→ EXERCISES:
1. Print the portion of the outage-prediction passage between "Our baseline model" and "using Logistic Regression.", inclusive, word for word.
2. Continue the passage on predicting prolonged power outages, starting right after its final sentence.

======== SUPPLIED PASSAGE ========

We prioritize recall (true positive rate) because missing a prolonged outage (a false negative) is far more costly than mistakenly labeling a short outage as prolonged (a false positive). By focusing on recall, we reduce the risk of underestimating the severity of an outage, ensuring that critical response measures can be activated promptly when needed. Although we may monitor other metrics (like precision or F1-score) for a more complete picture, recall is our primary measure of success given the operational and safety implications of failing to identify a genuinely prolonged outage.

Baseline Model

Our baseline model is a logistic regression that uses three features: one nominal and two quantitative. We use the categorical feature climate_region (nominal), which is encoded using a one-hot encoder (dropping the first category to avoid redundancy), and the numerical features poppct_urban and popden_urban (both quantitative), which are standardized. The response variable, prolonged, is binary, making this a binary classification problem solved using Logistic Regression.

======== DATA ENTRIES ========

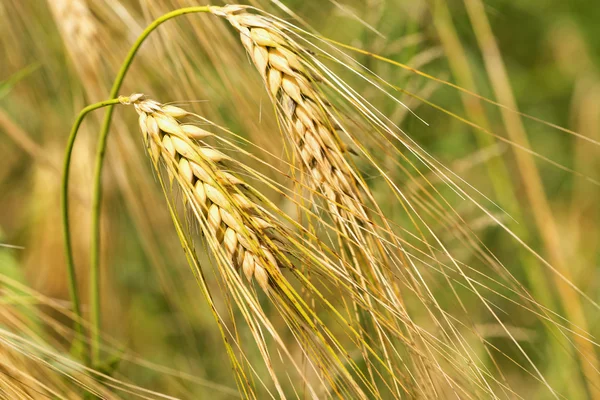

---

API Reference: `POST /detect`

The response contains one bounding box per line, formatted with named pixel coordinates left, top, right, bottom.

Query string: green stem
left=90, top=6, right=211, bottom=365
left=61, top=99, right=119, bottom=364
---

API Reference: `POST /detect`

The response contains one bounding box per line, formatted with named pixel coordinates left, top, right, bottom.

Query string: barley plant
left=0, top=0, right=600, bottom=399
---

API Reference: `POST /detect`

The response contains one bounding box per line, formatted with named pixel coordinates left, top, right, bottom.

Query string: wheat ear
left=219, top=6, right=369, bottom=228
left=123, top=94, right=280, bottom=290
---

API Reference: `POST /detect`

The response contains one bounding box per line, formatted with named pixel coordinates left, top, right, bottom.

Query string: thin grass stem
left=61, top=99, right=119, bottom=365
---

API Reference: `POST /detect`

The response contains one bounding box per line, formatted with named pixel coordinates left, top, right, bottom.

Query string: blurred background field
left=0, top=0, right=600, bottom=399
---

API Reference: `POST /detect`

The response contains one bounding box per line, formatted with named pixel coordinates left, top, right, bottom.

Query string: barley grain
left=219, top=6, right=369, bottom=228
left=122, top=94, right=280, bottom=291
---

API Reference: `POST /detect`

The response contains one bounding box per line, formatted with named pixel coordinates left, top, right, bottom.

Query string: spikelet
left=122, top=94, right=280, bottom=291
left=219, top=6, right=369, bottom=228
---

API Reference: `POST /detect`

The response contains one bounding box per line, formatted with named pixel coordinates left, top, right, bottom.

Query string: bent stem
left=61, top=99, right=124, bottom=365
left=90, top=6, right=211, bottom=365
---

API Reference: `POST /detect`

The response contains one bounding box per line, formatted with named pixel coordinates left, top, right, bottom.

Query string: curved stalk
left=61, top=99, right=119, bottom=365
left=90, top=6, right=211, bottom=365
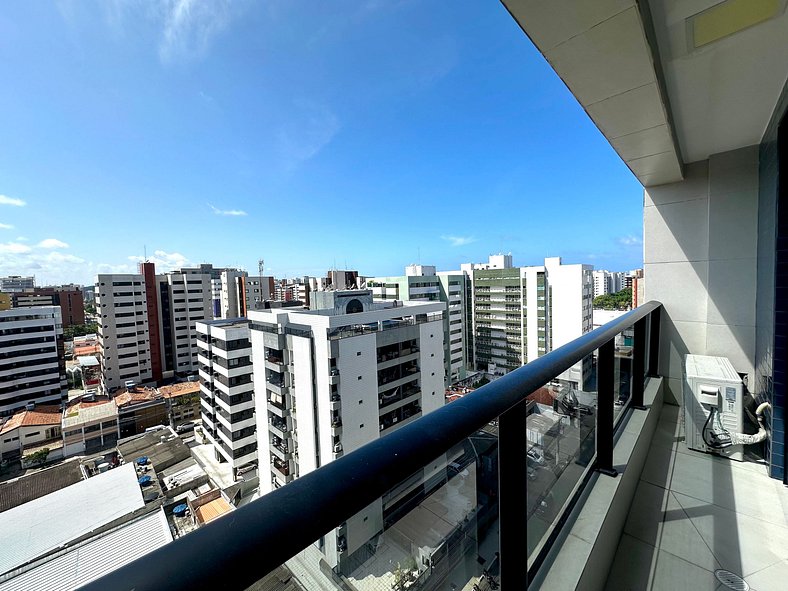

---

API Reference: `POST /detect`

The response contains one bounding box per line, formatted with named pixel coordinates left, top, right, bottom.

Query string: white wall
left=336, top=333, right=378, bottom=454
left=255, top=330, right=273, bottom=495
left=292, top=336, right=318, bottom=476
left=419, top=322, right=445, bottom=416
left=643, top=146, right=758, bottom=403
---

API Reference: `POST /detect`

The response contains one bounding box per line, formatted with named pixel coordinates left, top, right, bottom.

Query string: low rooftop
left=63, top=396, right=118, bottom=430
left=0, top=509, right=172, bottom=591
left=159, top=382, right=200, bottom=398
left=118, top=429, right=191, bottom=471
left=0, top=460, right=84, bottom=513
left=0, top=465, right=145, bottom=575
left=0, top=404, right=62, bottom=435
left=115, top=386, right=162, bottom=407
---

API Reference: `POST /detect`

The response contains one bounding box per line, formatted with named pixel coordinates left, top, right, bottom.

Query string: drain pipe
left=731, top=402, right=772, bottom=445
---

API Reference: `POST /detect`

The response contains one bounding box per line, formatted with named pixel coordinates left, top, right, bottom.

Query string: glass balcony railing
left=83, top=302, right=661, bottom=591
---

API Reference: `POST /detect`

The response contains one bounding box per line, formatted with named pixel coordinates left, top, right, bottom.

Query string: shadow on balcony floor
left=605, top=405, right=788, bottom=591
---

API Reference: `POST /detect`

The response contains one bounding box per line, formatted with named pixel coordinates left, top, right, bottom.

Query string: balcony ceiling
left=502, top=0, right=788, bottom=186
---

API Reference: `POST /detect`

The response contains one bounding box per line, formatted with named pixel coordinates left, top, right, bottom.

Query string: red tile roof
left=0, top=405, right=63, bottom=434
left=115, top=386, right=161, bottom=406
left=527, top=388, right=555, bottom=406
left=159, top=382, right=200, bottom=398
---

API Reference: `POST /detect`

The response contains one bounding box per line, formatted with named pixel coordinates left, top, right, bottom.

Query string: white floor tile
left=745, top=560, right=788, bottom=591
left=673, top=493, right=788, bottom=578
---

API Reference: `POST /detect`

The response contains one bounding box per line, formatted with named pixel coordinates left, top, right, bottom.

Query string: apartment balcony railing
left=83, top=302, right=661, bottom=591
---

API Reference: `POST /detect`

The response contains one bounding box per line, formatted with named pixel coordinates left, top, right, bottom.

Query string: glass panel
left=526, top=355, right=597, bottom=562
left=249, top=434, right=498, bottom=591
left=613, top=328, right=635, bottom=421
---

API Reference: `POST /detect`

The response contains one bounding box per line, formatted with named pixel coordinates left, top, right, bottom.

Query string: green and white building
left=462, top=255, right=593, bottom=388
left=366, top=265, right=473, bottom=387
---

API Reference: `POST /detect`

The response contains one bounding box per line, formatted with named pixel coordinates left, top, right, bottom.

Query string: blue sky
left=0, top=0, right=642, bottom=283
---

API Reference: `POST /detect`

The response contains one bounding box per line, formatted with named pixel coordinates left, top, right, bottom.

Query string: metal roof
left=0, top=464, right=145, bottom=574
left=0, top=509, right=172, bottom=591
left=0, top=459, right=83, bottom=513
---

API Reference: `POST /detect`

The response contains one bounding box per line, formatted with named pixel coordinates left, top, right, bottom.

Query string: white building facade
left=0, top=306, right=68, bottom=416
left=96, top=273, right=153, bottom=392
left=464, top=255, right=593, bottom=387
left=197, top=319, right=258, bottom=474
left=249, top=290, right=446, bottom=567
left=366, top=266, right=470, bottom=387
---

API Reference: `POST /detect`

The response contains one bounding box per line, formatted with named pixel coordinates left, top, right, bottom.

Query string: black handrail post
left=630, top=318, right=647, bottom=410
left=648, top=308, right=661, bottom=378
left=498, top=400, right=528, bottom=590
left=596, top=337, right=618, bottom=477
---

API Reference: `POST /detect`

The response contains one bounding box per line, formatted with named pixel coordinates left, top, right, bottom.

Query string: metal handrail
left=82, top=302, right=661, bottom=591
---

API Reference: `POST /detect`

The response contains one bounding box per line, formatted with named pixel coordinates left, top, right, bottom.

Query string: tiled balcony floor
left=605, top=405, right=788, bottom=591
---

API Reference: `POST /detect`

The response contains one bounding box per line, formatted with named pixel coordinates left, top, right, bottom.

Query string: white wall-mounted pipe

========
======== DATA ENTRIES ========

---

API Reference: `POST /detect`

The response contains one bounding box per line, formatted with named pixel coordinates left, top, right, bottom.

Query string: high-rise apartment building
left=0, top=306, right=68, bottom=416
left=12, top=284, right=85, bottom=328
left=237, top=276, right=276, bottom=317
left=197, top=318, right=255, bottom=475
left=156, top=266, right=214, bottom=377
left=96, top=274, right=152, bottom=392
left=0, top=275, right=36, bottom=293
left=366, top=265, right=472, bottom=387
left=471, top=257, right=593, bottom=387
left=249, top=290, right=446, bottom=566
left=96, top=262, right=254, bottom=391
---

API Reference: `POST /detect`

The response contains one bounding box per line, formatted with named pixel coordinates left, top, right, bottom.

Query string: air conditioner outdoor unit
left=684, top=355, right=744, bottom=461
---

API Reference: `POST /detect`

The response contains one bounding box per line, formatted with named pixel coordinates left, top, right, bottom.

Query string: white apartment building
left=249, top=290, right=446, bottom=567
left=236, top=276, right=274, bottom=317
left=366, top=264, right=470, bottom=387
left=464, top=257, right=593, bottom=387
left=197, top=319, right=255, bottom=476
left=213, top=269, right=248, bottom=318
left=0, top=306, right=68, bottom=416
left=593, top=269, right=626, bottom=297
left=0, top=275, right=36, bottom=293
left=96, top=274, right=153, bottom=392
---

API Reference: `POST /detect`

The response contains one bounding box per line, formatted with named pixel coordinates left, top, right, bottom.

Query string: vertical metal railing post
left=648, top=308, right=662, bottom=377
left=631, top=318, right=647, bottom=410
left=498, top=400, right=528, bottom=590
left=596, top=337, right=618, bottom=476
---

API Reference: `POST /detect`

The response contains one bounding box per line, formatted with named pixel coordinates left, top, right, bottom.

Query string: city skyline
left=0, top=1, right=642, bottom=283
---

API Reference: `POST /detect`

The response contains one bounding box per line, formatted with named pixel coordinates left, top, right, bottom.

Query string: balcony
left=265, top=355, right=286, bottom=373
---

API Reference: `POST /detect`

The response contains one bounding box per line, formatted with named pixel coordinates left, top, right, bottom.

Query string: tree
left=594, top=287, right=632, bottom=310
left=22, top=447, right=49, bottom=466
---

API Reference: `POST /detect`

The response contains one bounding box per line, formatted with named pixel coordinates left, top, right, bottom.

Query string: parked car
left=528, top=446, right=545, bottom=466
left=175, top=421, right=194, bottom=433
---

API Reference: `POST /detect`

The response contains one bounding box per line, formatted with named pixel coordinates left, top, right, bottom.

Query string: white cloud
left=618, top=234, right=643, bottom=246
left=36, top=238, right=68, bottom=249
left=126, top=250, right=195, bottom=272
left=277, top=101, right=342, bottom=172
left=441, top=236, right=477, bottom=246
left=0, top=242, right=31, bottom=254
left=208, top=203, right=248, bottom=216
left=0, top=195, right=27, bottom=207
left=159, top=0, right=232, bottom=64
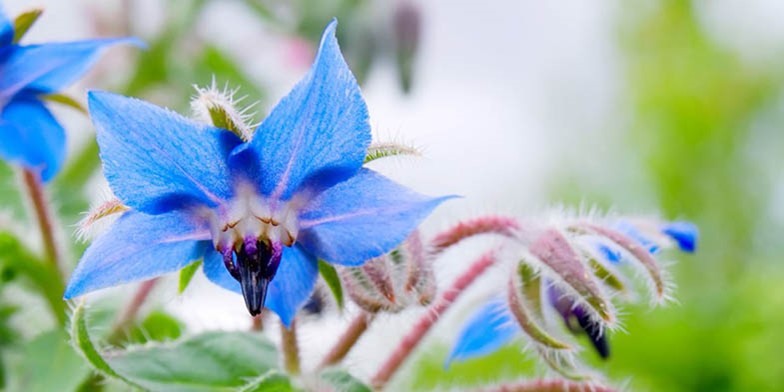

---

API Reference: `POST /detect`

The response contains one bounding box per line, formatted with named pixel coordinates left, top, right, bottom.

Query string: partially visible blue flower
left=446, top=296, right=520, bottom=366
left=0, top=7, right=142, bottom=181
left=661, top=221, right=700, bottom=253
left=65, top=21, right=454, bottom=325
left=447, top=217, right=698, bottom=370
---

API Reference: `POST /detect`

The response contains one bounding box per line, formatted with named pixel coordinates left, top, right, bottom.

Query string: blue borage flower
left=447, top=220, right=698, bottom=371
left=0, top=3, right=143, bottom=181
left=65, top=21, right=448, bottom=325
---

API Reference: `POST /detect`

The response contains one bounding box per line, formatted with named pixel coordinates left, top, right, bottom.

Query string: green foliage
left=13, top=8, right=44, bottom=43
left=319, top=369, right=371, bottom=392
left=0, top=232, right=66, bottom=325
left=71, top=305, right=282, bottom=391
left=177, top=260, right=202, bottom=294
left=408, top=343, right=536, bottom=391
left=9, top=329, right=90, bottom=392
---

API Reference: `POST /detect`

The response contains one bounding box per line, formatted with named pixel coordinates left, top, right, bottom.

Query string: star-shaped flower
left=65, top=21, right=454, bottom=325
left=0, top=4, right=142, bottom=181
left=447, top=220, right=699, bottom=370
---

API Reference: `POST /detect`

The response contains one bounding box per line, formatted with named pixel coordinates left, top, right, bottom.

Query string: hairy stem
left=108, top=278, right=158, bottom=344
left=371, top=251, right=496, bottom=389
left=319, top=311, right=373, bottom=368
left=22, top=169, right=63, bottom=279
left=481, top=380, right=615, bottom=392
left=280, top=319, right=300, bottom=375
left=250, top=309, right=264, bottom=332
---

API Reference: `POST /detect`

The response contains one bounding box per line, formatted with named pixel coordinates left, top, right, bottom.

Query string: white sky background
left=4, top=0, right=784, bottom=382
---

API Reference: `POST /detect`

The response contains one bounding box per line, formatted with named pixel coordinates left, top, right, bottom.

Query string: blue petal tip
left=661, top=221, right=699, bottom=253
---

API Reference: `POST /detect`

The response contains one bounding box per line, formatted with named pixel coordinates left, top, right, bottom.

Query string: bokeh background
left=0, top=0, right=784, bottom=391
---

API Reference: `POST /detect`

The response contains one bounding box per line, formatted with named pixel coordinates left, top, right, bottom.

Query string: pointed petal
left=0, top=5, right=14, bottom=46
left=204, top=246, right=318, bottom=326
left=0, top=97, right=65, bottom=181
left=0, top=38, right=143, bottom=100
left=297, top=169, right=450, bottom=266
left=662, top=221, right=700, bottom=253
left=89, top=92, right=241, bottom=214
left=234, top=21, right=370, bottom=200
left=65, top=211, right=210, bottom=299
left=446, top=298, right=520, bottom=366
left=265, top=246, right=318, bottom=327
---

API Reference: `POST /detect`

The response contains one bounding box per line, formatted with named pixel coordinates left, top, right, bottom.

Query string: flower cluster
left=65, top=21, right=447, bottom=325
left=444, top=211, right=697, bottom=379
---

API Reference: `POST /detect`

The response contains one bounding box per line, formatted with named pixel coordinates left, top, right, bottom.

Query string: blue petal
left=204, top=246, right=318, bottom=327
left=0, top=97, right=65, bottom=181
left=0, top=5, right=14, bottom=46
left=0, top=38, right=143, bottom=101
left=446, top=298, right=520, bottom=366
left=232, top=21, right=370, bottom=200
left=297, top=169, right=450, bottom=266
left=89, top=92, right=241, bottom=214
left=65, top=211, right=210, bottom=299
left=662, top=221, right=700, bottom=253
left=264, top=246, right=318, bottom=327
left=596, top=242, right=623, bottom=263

========
======== DATA ENTRIES ========

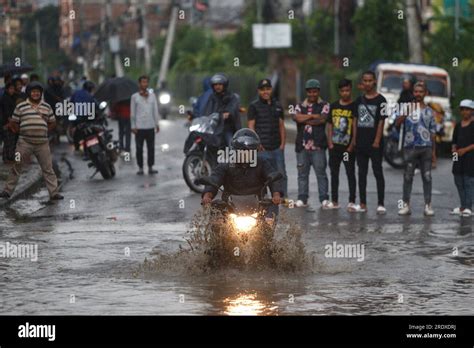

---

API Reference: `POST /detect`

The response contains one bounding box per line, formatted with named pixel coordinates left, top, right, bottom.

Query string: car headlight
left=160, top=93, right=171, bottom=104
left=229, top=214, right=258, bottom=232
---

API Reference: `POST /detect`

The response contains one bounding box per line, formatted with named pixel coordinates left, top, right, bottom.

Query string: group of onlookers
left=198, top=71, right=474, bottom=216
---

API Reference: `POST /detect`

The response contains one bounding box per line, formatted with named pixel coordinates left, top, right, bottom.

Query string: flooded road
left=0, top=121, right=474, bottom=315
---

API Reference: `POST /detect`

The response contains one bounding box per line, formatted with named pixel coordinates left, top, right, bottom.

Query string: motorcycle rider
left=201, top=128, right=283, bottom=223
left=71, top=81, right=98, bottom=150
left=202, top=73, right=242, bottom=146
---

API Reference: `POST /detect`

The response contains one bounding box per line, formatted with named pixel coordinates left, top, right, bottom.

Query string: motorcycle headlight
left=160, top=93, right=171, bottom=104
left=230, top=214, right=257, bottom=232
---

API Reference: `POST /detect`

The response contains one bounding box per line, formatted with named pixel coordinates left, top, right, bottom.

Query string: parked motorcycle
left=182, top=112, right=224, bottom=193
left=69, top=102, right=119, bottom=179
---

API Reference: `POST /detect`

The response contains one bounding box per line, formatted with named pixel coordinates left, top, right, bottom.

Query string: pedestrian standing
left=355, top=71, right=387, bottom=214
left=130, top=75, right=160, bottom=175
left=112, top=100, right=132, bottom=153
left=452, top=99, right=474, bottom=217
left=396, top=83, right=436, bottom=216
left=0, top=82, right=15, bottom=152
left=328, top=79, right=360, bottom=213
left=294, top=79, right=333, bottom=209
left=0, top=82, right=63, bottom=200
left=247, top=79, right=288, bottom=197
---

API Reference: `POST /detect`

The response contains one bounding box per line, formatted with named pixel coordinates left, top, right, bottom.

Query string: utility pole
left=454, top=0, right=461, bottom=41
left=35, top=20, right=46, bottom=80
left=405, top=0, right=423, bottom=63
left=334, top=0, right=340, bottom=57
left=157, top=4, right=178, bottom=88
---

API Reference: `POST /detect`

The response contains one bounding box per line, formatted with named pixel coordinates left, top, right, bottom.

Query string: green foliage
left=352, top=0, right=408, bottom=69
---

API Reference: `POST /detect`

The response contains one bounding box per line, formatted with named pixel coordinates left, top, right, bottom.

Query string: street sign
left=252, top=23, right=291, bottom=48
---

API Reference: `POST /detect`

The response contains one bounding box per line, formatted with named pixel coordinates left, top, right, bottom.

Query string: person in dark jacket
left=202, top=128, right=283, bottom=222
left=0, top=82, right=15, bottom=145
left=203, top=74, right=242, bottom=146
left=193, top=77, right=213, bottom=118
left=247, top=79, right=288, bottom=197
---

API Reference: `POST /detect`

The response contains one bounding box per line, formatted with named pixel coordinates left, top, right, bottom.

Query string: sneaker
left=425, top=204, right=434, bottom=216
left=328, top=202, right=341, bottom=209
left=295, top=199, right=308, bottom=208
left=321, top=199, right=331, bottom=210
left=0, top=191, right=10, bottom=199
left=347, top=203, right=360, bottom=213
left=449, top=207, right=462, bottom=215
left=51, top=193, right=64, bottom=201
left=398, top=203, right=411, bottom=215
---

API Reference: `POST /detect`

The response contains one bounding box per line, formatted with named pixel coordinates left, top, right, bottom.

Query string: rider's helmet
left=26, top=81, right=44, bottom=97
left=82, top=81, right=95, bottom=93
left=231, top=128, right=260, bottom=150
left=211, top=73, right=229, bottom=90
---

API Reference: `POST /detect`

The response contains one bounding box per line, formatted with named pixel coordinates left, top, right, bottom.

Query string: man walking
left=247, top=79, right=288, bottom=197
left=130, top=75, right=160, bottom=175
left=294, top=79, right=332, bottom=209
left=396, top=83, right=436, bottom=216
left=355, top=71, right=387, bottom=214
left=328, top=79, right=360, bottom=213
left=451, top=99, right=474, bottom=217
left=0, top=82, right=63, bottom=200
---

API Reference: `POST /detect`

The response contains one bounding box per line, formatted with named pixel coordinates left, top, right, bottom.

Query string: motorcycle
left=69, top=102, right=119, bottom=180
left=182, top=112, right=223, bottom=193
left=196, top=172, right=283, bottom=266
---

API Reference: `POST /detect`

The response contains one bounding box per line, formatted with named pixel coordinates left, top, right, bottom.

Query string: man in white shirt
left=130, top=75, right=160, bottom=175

========

→ TASK-BY-TASK RESULTS:
1.
Our baseline model is a logistic regression that uses three features: one nominal and two quantitative. We use the categorical feature climate_region (nominal), which is encoded using a one-hot encoder (dropping the first category to avoid redundancy), and the numerical features poppct_urban and popden_urban (both quantitative), which are standardized. The response variable, prolonged, is binary, making this a binary classification problem solved using Logistic Regression.

2.
We chose logistic regression for our baseline model because it is a straightforward, well-understood algorithm for binary classification. Logistic regression estimates the probability of an outage being prolonged, which aligns well with our goal of identifying high-risk situations. Additionally, logistic regression is computationally efficient and less prone to overfitting with a limited set of features.

Below is an overview of the pipeline:

Feature Selection and Encoding:
- Categorical Feature: climate_region (nominal), one-hot encoded (with drop='first' to avoid collinearity).
- Numerical Features: poppct_urban and popden_urban (both quantitative), scaled via StandardScaler.
Pipeline Implementation:
We chain these preprocessing steps with a Logistic Regression classifier, ensuring all data transformations occur sequentially in one unified workflow. The pipeline is trained on 80% of the data (randomly selected), and the remaining 20% is used for testing.

# Define the preprocessing for each feature type with OneHotEncoder(drop='first')
preprocessor = ColumnTransformer(
    transformers=[
        ('cat', OneHotEncoder(drop='first'), cat_features),
        ('num', StandardScaler(), num_features)
    ]
)

# Build the baseline pipeline with a Logistic Regression classifier
baseline_pipeline = Pipeline(steps=[
    ('preprocessor', preprocessor),
    ('classifier', LogisticRegression())
])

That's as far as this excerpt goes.